● **O QUE FAZER**
1) Segundo o documento, quantos retornados das ex-colónias acolheu Portugal depois de Abril de 1974?
2) Transcreva sem alterações o trecho do documento que começa nas palavras que contêm "Não aceito porque se" e termina em "quem nada faz.".
3) Indique se cada afirmação concorda com o documento, respondendo sim ou não e citando as palavras decisivas: (a) O documento rejeita a teoria do «crime e castigo». (b) Portugal criou um Serviço Nacional de Saúde exemplar. (c) Entre os que se aproveitaram, a Alemanha surge em último lugar.

● **DOCUMENTO**
Também não aceito a teoria do "crime e castigo": os portugueses portaram-se mal, não souberam aproveitar as oportunidades que lhe foram propiciadas, gastaram acima das suas possibilidades, endividaram-se sem fazer contas à capacidade de solvência dos compromissos que assumiram, e agora não podem querer que sejam os alemães a sacrificar-se para os ajudar ou os "mercados" a assumirem os prejuízos, porque "quando a cabeça não tem juízo o corpo é que paga".

Não aceito porque se trata apenas de meia verdade. Os portugueses partiram, em Abril de 1974, de uma situação calamitosa em termos de educação, de cultura, de saúde, de infraestruturas básicas e de tudo o mais que qualifica um país democrático e desenvolvido. Desde então, Portugal acolheu um milhão de retornados das ex-colónias, criou um Serviço Nacional de Saúde exemplar, progrediu substancialmente no Sistema de Educação e no nível cultural, desenvolveu o esquema de Segurança Social, construiu uma importante rede de infraestruturas e... cometeu erros, como só não comete quem nada faz.

Não aceito porque, como é mais do que sabido, muitos se aproveitaram das nossas insuficiências básicas e do legítimo sonho de progresso rápido, ao nível da escala europeia, para fazerem os seus negócios chorudos e obscuros, sem, também eles, sopesarem como era seu dever os riscos que estavam a correr. E neste "eles", surgem em primeiro lugar, não por simples casualidade, a Alemanha e os ditos "mercados".

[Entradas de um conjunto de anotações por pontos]
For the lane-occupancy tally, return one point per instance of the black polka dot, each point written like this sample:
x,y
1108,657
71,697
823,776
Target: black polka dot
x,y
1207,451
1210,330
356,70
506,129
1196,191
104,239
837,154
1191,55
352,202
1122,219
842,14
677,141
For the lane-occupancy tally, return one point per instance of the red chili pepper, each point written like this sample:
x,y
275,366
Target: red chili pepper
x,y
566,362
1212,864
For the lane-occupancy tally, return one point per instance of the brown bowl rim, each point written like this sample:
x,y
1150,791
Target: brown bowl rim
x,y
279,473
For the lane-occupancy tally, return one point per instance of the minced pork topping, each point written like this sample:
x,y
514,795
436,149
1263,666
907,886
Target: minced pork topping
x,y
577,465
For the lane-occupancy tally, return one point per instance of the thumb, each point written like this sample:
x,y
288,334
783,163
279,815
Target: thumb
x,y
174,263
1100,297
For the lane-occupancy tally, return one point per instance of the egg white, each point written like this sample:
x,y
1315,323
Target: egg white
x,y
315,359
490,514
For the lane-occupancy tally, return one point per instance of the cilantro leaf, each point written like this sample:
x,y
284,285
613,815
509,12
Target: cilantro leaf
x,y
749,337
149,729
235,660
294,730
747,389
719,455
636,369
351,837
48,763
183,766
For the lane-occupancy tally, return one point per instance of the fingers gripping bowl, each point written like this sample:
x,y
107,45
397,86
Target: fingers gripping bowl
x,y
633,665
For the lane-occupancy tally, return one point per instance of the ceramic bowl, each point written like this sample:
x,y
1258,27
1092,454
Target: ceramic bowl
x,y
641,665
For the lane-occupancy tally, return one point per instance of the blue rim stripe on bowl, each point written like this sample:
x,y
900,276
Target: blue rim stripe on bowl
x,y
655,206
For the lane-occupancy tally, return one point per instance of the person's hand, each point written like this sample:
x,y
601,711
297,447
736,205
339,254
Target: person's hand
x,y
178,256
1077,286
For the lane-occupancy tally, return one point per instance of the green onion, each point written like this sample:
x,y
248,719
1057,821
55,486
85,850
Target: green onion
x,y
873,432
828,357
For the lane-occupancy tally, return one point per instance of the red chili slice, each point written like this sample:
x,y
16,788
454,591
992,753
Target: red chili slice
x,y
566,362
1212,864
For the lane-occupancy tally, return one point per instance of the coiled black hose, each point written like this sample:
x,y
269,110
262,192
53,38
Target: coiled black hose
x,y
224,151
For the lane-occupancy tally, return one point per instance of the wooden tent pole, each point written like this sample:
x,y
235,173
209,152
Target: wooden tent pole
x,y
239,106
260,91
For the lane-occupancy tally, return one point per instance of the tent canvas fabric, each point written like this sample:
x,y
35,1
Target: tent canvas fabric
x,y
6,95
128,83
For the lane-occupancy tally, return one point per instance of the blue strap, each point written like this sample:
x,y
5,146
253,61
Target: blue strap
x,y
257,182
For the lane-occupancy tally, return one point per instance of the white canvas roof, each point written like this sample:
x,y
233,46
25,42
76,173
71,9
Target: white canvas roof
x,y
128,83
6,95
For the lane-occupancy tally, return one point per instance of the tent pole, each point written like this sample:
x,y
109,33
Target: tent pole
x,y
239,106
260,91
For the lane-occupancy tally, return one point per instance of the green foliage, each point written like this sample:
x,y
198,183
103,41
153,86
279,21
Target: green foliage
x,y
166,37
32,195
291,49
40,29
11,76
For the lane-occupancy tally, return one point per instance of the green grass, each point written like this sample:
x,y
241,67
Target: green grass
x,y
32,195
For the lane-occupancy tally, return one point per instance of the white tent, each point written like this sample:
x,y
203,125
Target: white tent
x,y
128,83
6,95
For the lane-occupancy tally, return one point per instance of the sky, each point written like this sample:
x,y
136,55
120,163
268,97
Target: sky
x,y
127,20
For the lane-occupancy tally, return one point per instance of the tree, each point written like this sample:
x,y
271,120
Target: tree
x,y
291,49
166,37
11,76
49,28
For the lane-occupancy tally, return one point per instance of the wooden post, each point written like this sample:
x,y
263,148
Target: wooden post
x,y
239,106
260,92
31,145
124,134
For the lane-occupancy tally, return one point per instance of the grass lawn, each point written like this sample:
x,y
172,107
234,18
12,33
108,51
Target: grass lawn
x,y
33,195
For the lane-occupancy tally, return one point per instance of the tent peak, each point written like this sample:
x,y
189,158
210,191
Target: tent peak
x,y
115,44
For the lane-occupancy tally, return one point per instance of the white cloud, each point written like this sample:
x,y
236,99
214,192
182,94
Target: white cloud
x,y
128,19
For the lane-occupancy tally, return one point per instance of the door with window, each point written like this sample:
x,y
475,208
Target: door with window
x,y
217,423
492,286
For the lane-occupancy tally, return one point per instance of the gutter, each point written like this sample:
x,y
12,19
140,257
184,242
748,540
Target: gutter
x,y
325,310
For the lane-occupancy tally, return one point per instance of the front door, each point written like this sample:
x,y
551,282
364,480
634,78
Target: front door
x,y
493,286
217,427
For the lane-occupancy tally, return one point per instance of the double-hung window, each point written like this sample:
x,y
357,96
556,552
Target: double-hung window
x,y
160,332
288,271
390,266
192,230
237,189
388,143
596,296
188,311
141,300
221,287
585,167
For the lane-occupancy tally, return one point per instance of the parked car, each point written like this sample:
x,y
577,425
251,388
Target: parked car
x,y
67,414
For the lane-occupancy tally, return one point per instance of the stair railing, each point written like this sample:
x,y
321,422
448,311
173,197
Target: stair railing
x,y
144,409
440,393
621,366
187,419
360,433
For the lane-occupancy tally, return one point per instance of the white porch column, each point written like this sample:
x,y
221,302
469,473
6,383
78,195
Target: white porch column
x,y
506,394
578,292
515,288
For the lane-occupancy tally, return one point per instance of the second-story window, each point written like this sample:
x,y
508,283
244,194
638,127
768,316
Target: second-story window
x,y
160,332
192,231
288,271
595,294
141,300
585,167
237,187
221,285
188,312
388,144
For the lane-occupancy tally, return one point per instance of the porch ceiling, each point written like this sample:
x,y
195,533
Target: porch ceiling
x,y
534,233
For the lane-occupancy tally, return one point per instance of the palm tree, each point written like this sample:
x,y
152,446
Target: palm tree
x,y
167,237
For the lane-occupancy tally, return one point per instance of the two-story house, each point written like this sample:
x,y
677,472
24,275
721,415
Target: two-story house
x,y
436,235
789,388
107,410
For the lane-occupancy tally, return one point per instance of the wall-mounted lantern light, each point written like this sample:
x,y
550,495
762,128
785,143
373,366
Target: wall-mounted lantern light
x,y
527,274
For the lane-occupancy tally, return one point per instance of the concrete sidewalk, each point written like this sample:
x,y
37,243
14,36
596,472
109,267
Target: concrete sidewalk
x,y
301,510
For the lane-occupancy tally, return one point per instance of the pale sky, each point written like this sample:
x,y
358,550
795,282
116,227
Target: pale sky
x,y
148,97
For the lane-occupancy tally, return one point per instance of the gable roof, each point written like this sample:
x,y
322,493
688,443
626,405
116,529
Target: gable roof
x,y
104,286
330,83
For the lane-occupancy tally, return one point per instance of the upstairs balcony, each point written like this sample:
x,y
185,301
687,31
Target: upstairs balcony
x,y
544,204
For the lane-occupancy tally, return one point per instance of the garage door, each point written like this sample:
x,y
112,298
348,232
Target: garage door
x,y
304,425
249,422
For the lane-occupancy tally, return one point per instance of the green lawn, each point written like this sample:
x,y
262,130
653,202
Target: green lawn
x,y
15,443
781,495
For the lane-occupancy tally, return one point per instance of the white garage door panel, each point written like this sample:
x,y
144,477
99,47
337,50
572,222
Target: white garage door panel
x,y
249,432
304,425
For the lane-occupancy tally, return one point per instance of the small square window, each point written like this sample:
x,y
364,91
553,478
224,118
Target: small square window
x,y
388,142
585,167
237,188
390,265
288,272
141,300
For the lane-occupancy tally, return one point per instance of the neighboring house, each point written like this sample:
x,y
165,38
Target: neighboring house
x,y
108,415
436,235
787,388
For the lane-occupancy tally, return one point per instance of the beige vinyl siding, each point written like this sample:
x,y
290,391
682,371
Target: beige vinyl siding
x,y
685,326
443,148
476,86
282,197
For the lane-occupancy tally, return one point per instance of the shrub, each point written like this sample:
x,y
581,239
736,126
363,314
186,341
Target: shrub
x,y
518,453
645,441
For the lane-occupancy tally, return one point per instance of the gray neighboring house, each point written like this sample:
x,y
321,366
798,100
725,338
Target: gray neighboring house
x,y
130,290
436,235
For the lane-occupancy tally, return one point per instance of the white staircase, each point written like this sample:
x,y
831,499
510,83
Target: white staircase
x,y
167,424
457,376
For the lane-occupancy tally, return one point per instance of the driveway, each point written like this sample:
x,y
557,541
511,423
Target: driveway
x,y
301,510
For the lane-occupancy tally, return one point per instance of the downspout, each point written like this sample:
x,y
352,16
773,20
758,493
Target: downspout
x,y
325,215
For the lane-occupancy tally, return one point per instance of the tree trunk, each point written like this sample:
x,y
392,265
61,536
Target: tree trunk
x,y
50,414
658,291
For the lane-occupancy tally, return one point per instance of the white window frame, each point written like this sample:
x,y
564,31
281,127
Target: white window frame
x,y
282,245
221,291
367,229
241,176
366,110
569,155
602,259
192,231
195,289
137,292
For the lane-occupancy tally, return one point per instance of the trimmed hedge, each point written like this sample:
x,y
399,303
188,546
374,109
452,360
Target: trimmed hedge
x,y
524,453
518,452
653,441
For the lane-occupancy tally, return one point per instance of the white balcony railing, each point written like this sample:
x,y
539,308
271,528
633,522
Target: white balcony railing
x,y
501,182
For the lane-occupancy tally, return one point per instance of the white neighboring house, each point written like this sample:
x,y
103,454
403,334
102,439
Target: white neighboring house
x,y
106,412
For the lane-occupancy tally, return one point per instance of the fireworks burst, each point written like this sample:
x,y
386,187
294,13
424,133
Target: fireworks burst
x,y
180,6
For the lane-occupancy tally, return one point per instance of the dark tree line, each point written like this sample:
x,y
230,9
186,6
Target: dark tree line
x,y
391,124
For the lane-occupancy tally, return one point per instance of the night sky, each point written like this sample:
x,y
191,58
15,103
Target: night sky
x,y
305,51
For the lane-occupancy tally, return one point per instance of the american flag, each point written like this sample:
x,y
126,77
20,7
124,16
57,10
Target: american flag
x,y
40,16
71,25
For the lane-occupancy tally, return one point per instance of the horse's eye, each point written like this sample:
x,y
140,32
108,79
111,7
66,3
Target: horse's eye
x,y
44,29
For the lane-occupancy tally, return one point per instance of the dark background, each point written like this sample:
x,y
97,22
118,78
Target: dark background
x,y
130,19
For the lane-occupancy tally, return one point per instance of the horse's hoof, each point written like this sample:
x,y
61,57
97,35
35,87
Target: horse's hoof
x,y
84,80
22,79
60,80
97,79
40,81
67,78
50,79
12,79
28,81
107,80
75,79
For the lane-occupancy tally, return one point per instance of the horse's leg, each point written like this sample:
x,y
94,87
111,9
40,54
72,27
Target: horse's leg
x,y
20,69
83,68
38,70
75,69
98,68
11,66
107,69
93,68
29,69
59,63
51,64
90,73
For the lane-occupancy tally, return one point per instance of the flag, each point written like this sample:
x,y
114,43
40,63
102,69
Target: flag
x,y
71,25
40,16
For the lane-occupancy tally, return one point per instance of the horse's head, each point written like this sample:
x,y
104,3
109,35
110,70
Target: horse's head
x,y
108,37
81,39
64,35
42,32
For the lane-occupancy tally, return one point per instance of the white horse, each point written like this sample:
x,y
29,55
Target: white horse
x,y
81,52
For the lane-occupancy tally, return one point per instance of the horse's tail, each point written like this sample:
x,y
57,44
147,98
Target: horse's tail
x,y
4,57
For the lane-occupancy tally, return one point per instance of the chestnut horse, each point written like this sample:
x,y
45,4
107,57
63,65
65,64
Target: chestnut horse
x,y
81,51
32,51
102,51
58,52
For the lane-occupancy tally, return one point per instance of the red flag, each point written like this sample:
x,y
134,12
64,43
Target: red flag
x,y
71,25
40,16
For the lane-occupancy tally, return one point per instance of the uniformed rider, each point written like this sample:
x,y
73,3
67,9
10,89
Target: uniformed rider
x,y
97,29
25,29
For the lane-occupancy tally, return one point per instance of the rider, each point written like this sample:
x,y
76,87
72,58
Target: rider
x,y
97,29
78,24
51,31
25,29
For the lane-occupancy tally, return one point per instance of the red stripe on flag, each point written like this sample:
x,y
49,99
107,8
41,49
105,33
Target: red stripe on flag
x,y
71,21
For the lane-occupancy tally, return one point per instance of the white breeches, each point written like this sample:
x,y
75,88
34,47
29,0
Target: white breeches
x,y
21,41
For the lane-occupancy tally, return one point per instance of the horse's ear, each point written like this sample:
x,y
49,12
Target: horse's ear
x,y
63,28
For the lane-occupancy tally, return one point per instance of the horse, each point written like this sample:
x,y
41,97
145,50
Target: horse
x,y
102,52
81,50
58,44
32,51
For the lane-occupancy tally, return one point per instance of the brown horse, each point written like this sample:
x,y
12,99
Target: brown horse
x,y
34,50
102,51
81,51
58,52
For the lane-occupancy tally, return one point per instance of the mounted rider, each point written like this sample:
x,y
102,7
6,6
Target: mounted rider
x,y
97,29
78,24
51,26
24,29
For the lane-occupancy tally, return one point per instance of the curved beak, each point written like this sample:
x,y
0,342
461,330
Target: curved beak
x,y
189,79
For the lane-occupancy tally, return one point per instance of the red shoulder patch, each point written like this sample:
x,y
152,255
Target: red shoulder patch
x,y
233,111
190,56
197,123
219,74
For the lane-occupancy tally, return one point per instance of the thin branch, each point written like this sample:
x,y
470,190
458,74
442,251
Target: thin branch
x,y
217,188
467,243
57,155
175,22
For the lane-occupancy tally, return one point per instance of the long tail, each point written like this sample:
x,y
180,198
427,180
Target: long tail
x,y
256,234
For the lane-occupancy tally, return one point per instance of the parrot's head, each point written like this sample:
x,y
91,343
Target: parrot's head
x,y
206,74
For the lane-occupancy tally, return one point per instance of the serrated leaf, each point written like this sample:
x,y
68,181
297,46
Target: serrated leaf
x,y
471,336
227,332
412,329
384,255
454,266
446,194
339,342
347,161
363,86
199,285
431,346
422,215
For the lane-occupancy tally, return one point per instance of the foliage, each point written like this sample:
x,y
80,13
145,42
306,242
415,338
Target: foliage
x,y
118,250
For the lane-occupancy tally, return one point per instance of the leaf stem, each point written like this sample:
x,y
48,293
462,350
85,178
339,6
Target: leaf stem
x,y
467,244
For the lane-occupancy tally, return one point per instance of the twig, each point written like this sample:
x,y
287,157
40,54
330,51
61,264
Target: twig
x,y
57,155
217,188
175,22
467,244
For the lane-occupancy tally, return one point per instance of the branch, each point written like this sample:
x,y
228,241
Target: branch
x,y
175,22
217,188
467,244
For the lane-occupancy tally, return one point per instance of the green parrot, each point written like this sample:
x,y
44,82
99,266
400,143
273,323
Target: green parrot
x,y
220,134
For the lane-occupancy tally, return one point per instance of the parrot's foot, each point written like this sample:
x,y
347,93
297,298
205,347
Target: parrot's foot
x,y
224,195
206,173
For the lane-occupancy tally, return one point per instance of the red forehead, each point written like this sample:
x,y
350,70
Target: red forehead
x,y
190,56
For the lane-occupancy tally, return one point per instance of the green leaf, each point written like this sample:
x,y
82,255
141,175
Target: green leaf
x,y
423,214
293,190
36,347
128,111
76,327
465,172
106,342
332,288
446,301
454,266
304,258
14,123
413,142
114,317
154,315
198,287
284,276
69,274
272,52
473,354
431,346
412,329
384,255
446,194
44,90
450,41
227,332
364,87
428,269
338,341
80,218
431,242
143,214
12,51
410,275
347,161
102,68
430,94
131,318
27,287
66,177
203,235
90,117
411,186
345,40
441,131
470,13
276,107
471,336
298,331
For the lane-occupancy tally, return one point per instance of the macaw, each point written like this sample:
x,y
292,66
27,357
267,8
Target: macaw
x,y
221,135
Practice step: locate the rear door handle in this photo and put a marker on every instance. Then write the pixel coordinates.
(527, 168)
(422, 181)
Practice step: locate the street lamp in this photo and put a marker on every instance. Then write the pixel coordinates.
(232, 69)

● **RESPOSTAS**
1) Um milhão de retornados.

2)
Não aceito porque se trata apenas de meia verdade. Os portugueses partiram, em Abril de 1974, de uma situação calamitosa em termos de educação, de cultura, de saúde, de infraestruturas básicas e de tudo o mais que qualifica um país democrático e desenvolvido. Desde então, Portugal acolheu um milhão de retornados das ex-colónias, criou um Serviço Nacional de Saúde exemplar, progrediu substancialmente no Sistema de Educação e no nível cultural, desenvolveu o esquema de Segurança Social, construiu uma importante rede de infraestruturas e... cometeu erros, como só não comete quem nada faz.

3)
(a) Sim: «Também não aceito a teoria do "crime e castigo"».
(b) Sim: «criou um Serviço Nacional de Saúde exemplar».
(c) Não: «surgem em primeiro lugar, não por simples casualidade, a Alemanha e os ditos "mercados"».